### EXERCISE BRIEF
Starting at the line with "the red barn" and going on through the line with "of the window", reproduce each line in the records below exactly and nothing more.

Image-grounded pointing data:

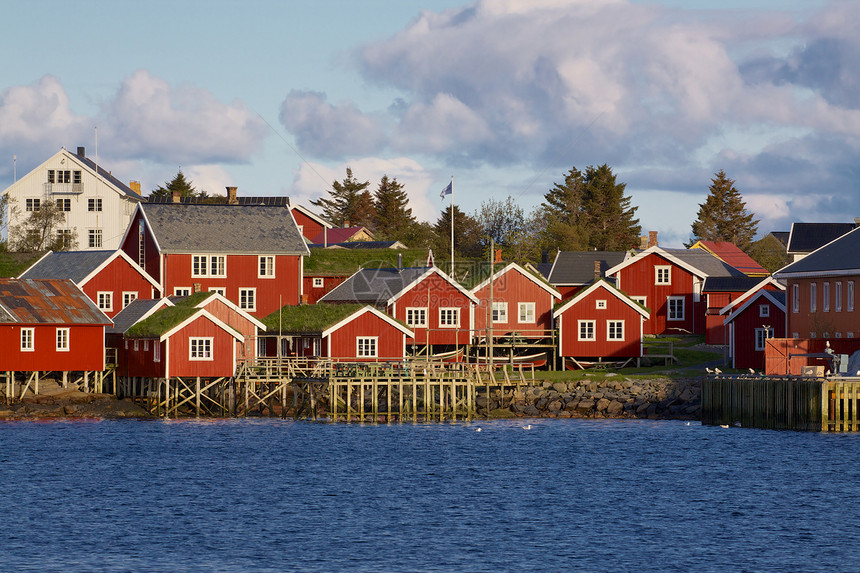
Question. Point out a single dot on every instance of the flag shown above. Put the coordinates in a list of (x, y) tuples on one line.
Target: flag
[(447, 190)]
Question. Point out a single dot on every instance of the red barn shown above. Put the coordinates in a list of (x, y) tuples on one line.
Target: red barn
[(49, 325), (600, 322), (522, 303), (760, 317), (341, 331), (110, 278), (435, 307), (250, 254), (669, 282)]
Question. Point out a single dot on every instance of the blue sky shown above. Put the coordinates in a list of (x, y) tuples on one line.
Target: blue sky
[(506, 96)]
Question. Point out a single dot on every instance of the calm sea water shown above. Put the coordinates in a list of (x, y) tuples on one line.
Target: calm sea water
[(241, 495)]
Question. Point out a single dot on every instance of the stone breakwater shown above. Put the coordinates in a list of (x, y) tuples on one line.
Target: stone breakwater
[(609, 397)]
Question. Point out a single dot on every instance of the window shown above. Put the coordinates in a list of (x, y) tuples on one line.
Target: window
[(248, 299), (614, 330), (208, 265), (586, 330), (416, 317), (27, 344), (94, 239), (105, 301), (675, 306), (449, 317), (128, 297), (65, 238), (500, 312), (200, 348), (266, 267), (526, 312), (366, 346)]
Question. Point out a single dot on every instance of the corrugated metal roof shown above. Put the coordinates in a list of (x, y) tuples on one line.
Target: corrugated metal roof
[(32, 301), (74, 265), (205, 228)]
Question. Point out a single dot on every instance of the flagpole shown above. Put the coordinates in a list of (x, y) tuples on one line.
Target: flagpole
[(452, 225)]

### SOLUTION
Question. Point out a single dot on every instance of the red barn shown above. Put the coordinates in a list of (x, y) tuples on one line.
Target: red barn
[(49, 325), (600, 322), (522, 303), (760, 317), (341, 331), (110, 278), (435, 307), (250, 254), (669, 282)]
Question. Point out a single dot on every instance of the blue sky shown above. Put the coordinates in a list of (x, y) tuples on one line.
Target: blue sky
[(506, 96)]
Question. Point out a single dot on every instance of the calm sea water shown above. Put the coordinates in a list of (x, y) tuples on one line.
Target: calm sea water
[(241, 495)]
Question. Point out a single dot on every instance of the stone breakwater shown above. Put the coordinates in a list of (x, y) tuples on one line.
Target: stone breakwater
[(609, 397)]
Question. Point out a single dot on every instance of the window shown above. Put the coordinates in a list of (x, y) tuples on one line.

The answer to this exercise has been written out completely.